▶ [Page excerpt]
○ ○ ○ ○
WALLA WALLA -- There's a particular buzz word in Randy Grant's vocabulary these days.
It's the driving concept behind a new attitude for the national YMCA organization, said Grant, executive director of the Walla Walla YMCA. As in, "we intend to be intentional about the behaviors of a 'cause-driven Y.'"
Components of the "cause-driven" trend include addressing community needs through youth, healthy-living and social-responsibility programs. As well, collaborating with partner organizations is important to create an environment for such programs to flourish.
Added into the list are pieces such as developing passionate leadership while ensuring access, inclusion and engagement.
There's much more "Y speak" in the official wording of the movement, but it boils down pretty simply, Grant said. "Everyone knows the Y does good things, we have the white hat. But when you become intentional about doing good things, you become great."
In Walla Walla, implementing the national Y's model has brought some changes to the nonprofit organization and will bring more, he added.
Since the beginning, the YMCA in general has been seen as synonymous with fitness, heavily so, the director said. "We've not been encompassing the wellness factor. We're all seeking it, but the best way to make it work is through fun and fellowship and education."
The Y may be in the best spot to support that platform, Grant said. "No other charity in the U.S. is better positioned to work on the health of America."
Take the most recent addition to the Park Street facility's lobby. Right next to the path of healthy bodies headed for the daily workout is a corner room that once housed an employee fridge and staff gathering space. Now it is a satellite office for Providence St. Mary Medical Center's physical therapy services, complete with massage table, privacy screens and therapy equipment.
The setup is really the perfect segue for most patients, explained manager Brian Hurst, who has a stash of cookies on his desk -- somewhat at odds with the traditional Y atmosphere, he conceded with a laugh.
Patients, after three or four weeks of rehabilitative therapy, are able to easily transition to using the same YMCA exercise equipment on their own. By that time, they've come to see people using the Y for personal fitness "are not just bodybuilders and jocks," Hurst said. "It's everyone doing the best they can. It's not intimidating."
○ ○ ○ ○
▶ [Data to examine]
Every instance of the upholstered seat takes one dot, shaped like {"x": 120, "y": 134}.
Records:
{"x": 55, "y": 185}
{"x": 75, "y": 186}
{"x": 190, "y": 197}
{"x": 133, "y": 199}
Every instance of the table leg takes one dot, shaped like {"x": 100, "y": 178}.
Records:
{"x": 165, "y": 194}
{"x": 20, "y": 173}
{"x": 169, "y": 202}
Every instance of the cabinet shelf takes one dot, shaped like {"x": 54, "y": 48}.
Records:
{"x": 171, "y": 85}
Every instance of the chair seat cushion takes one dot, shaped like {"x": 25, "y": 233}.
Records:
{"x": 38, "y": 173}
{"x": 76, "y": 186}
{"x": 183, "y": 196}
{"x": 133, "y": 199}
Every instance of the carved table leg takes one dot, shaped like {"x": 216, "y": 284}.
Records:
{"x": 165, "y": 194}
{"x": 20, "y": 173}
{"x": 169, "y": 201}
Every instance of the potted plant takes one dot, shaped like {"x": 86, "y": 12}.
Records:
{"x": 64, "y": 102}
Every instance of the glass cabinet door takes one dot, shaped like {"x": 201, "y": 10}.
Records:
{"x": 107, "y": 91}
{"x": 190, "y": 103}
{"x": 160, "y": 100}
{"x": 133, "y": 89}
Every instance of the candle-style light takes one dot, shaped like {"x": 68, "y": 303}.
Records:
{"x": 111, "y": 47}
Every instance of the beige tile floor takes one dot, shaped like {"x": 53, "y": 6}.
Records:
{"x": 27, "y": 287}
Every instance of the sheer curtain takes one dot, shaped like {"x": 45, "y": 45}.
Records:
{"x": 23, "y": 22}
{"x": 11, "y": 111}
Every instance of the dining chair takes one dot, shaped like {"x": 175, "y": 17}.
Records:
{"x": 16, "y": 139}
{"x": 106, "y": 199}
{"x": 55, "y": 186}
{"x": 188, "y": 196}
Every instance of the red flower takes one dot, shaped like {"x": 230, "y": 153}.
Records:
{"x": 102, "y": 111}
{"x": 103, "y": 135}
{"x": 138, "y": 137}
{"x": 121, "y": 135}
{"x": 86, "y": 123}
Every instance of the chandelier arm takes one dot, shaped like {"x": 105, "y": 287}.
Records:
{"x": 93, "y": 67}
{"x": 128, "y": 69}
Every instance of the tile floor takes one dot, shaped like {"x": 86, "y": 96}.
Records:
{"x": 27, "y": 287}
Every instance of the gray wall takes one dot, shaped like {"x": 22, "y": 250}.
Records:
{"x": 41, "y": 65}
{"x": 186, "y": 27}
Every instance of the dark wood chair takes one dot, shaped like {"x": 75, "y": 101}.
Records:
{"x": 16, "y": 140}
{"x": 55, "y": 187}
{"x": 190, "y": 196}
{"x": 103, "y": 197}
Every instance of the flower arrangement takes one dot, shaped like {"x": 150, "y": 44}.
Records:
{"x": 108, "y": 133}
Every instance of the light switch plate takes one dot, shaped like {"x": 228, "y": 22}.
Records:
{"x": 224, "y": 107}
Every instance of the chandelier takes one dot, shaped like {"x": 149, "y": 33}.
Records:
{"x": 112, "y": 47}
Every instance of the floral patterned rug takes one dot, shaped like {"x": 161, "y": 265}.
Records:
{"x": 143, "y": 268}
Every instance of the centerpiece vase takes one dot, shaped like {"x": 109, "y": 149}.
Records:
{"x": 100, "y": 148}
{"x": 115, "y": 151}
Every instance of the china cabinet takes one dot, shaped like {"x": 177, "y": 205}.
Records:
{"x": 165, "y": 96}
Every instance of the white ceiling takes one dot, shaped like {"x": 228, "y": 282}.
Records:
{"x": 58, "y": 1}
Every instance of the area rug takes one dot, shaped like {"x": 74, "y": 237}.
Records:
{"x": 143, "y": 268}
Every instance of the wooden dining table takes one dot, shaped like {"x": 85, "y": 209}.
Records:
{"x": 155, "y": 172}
○ ○ ○ ○
▶ [Work order 1] In the Walla Walla YMCA article, what did the corner room next to the lobby hold before it became a physical therapy office?
▶ [Work order 2] Echo the Walla Walla YMCA article word for word, starting at "The Y may be" and ending at "with a laugh.".
The records have no connection to the Walla Walla YMCA article.

▶ [Task result 1] An employee fridge and a staff gathering space.

▶ [Task result 2]
The Y may be in the best spot to support that platform, Grant said. "No other charity in the U.S. is better positioned to work on the health of America."
Take the most recent addition to the Park Street facility's lobby. Right next to the path of healthy bodies headed for the daily workout is a corner room that once housed an employee fridge and staff gathering space. Now it is a satellite office for Providence St. Mary Medical Center's physical therapy services, complete with massage table, privacy screens and therapy equipment.
The setup is really the perfect segue for most patients, explained manager Brian Hurst, who has a stash of cookies on his desk -- somewhat at odds with the traditional Y atmosphere, he conceded with a laugh.